Find every line in the entries below that contains the string "electrical", matching case exactly, and copy each of those lines.

* begin EXTRACTED INFORMATION *

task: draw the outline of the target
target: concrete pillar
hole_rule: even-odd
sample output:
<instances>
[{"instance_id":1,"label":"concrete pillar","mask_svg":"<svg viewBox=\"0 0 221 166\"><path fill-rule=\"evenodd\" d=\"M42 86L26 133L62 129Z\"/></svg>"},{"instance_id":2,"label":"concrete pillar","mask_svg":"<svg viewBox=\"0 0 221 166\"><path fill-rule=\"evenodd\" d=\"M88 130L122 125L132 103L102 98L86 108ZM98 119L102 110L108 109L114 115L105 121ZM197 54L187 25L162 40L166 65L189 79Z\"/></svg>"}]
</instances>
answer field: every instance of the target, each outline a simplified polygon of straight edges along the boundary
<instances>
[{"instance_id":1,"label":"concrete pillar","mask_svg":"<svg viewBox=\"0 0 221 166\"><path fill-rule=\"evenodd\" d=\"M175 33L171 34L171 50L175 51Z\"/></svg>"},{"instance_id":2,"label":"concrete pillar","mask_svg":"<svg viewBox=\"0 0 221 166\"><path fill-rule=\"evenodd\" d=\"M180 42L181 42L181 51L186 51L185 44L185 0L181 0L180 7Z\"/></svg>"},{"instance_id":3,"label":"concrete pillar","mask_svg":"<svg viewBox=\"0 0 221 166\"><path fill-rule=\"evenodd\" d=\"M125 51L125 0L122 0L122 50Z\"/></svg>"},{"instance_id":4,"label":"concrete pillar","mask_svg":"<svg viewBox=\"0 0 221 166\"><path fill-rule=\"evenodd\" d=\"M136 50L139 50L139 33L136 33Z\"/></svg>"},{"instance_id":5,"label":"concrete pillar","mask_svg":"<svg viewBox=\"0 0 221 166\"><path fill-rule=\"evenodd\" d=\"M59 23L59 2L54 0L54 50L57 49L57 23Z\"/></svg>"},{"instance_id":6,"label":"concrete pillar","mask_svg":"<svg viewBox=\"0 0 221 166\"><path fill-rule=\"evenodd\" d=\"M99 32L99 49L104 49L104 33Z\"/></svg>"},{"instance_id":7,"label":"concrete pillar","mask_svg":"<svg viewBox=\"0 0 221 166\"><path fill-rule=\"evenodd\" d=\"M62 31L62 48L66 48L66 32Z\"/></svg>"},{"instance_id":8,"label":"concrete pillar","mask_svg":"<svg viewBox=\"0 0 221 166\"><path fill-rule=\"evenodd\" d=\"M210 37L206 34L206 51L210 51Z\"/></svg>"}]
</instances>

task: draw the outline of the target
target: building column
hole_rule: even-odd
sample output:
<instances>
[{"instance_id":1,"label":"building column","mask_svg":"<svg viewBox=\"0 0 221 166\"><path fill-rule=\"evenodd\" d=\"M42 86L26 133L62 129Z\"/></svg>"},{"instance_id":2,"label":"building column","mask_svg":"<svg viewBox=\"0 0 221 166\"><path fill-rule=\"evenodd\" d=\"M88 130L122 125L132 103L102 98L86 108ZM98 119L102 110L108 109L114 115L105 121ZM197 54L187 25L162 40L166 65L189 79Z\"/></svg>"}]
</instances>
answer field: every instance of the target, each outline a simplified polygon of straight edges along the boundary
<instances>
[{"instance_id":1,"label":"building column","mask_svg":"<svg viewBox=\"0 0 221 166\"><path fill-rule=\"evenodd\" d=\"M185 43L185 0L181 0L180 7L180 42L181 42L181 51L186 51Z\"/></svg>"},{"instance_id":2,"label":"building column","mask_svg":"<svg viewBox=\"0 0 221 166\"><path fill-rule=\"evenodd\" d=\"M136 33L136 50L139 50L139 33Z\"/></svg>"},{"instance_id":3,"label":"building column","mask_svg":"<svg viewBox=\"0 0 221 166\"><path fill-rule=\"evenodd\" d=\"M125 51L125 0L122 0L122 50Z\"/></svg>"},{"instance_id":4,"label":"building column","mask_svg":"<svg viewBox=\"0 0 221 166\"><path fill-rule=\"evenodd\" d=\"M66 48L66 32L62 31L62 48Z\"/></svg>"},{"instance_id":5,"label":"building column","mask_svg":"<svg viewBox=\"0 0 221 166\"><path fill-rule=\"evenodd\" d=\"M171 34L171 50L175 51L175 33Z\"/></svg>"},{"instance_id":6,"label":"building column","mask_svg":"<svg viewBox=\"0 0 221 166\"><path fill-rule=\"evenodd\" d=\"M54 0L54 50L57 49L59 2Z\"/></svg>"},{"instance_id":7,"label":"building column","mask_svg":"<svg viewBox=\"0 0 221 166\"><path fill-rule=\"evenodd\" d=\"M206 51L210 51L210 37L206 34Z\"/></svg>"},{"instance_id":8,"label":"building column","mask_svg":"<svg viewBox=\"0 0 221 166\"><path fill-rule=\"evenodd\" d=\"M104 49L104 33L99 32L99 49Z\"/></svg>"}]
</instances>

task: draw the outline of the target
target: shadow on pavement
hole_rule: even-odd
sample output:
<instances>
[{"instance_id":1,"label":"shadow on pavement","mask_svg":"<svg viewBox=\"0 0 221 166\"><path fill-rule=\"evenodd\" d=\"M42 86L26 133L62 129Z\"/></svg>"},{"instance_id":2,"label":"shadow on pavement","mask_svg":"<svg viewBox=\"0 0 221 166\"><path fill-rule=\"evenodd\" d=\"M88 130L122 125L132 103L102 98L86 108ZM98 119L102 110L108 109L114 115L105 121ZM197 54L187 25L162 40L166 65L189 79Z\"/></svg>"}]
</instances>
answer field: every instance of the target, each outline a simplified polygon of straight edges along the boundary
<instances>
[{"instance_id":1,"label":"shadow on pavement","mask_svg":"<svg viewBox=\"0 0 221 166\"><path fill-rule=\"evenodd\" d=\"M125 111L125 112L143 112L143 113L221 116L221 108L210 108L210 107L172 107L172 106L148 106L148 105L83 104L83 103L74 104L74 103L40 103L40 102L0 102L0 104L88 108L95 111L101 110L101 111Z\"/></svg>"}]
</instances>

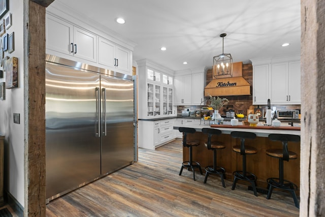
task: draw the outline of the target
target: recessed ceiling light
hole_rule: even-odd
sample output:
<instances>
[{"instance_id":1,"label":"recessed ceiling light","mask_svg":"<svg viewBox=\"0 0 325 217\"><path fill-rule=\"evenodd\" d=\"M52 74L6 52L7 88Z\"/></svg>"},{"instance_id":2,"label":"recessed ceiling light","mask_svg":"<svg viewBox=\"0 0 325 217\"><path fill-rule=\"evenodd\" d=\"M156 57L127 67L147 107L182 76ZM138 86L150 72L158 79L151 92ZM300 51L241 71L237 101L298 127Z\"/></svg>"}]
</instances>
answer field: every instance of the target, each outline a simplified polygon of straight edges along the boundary
<instances>
[{"instance_id":1,"label":"recessed ceiling light","mask_svg":"<svg viewBox=\"0 0 325 217\"><path fill-rule=\"evenodd\" d=\"M119 24L124 24L125 23L125 21L121 17L116 18L116 22Z\"/></svg>"}]
</instances>

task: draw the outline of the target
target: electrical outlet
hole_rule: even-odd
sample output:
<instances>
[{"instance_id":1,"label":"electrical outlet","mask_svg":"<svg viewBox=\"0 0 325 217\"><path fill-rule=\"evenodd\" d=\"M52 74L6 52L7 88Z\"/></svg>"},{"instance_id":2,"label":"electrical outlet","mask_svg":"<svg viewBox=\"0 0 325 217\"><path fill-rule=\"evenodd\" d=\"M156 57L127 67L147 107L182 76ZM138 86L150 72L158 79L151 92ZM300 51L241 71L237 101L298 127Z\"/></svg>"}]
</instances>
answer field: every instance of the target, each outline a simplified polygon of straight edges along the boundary
<instances>
[{"instance_id":1,"label":"electrical outlet","mask_svg":"<svg viewBox=\"0 0 325 217\"><path fill-rule=\"evenodd\" d=\"M14 123L20 123L20 114L19 113L14 113Z\"/></svg>"}]
</instances>

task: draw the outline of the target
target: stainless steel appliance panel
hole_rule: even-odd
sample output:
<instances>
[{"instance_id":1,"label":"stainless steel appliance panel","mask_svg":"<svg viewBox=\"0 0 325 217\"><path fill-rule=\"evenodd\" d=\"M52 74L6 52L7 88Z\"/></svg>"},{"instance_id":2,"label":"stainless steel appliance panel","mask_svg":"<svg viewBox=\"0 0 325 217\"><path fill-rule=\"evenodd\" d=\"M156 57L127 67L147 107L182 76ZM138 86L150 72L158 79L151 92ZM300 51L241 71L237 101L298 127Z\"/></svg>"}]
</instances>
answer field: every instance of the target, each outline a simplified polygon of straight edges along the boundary
<instances>
[{"instance_id":1,"label":"stainless steel appliance panel","mask_svg":"<svg viewBox=\"0 0 325 217\"><path fill-rule=\"evenodd\" d=\"M134 83L101 75L102 174L134 161Z\"/></svg>"},{"instance_id":2,"label":"stainless steel appliance panel","mask_svg":"<svg viewBox=\"0 0 325 217\"><path fill-rule=\"evenodd\" d=\"M46 74L46 198L54 199L101 174L100 78L48 63Z\"/></svg>"}]
</instances>

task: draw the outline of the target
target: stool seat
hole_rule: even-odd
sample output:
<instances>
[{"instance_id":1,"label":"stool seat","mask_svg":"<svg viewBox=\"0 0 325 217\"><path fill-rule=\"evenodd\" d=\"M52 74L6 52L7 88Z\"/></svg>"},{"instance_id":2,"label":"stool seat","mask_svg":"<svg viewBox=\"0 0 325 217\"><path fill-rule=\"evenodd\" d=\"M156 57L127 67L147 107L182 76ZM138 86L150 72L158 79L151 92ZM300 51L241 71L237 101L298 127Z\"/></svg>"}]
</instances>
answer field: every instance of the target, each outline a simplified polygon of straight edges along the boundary
<instances>
[{"instance_id":1,"label":"stool seat","mask_svg":"<svg viewBox=\"0 0 325 217\"><path fill-rule=\"evenodd\" d=\"M197 146L198 145L200 145L200 141L194 139L187 140L186 145L189 146Z\"/></svg>"},{"instance_id":2,"label":"stool seat","mask_svg":"<svg viewBox=\"0 0 325 217\"><path fill-rule=\"evenodd\" d=\"M287 191L291 194L295 205L299 208L299 203L295 191L298 189L296 184L290 181L284 179L283 161L296 159L298 155L293 151L288 150L288 142L298 142L300 141L300 137L295 135L271 134L269 135L271 141L280 141L282 144L282 149L272 149L266 150L267 154L279 159L279 177L269 178L267 179L268 185L267 199L271 199L271 196L274 188Z\"/></svg>"},{"instance_id":3,"label":"stool seat","mask_svg":"<svg viewBox=\"0 0 325 217\"><path fill-rule=\"evenodd\" d=\"M206 147L208 147L208 142L206 142L205 143L204 143L204 145L205 145ZM211 149L222 149L223 148L225 148L225 146L224 146L224 145L223 144L223 143L222 143L222 142L211 142Z\"/></svg>"},{"instance_id":4,"label":"stool seat","mask_svg":"<svg viewBox=\"0 0 325 217\"><path fill-rule=\"evenodd\" d=\"M233 150L235 152L240 153L240 145L235 145L233 147ZM257 150L253 147L245 146L245 153L252 154L256 153Z\"/></svg>"},{"instance_id":5,"label":"stool seat","mask_svg":"<svg viewBox=\"0 0 325 217\"><path fill-rule=\"evenodd\" d=\"M235 190L236 183L239 179L248 181L252 186L254 195L257 197L257 192L256 189L256 180L257 178L253 173L247 171L246 156L246 154L255 154L257 152L257 150L254 147L246 145L245 144L246 139L255 139L256 138L256 134L253 133L239 131L233 131L231 132L230 134L232 138L240 139L240 145L235 145L233 146L233 150L236 152L240 153L240 155L243 156L243 170L238 170L233 173L234 181L233 182L233 186L232 187L232 190Z\"/></svg>"},{"instance_id":6,"label":"stool seat","mask_svg":"<svg viewBox=\"0 0 325 217\"><path fill-rule=\"evenodd\" d=\"M187 139L187 134L194 133L196 132L195 129L191 128L179 128L178 130L179 132L183 133L183 146L188 147L189 149L189 160L182 163L182 168L181 168L181 171L179 175L182 175L183 169L184 168L187 168L187 170L191 170L192 172L193 172L193 179L195 181L195 172L194 171L195 168L198 168L200 173L201 174L203 174L200 163L192 160L192 148L193 147L200 145L200 141L197 139Z\"/></svg>"},{"instance_id":7,"label":"stool seat","mask_svg":"<svg viewBox=\"0 0 325 217\"><path fill-rule=\"evenodd\" d=\"M203 183L207 183L207 180L209 174L217 175L220 176L222 187L225 188L225 184L224 183L225 170L222 167L217 166L217 150L224 148L225 146L222 142L211 141L212 136L220 135L221 134L221 131L218 129L203 128L202 133L208 134L208 141L205 143L205 146L208 148L208 149L213 151L213 165L208 166L205 168L206 172Z\"/></svg>"},{"instance_id":8,"label":"stool seat","mask_svg":"<svg viewBox=\"0 0 325 217\"><path fill-rule=\"evenodd\" d=\"M289 159L296 159L298 157L297 153L290 151L288 151L288 152ZM283 150L282 149L268 149L266 150L266 153L274 158L283 158Z\"/></svg>"}]
</instances>

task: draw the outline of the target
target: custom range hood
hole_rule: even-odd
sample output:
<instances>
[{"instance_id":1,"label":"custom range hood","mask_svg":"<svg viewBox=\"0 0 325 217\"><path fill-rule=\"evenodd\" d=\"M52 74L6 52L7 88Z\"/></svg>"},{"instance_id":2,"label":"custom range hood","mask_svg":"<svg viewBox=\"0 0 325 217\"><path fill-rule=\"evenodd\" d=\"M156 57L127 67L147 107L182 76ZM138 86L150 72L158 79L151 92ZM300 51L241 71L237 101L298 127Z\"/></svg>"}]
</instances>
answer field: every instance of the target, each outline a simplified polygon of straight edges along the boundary
<instances>
[{"instance_id":1,"label":"custom range hood","mask_svg":"<svg viewBox=\"0 0 325 217\"><path fill-rule=\"evenodd\" d=\"M250 84L242 77L243 63L233 66L233 77L213 79L204 88L205 97L250 95Z\"/></svg>"}]
</instances>

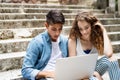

* end EXTRACTED INFORMATION *

- [RESULT]
target: electrical outlet
[{"instance_id":1,"label":"electrical outlet","mask_svg":"<svg viewBox=\"0 0 325 217\"><path fill-rule=\"evenodd\" d=\"M52 74L6 52L7 88Z\"/></svg>"},{"instance_id":2,"label":"electrical outlet","mask_svg":"<svg viewBox=\"0 0 325 217\"><path fill-rule=\"evenodd\" d=\"M156 57L127 67L147 107L182 76ZM138 86L150 72L158 79L151 92ZM300 51L241 71L237 101L298 127Z\"/></svg>"}]
[{"instance_id":1,"label":"electrical outlet","mask_svg":"<svg viewBox=\"0 0 325 217\"><path fill-rule=\"evenodd\" d=\"M14 123L20 123L20 114L19 113L14 113Z\"/></svg>"}]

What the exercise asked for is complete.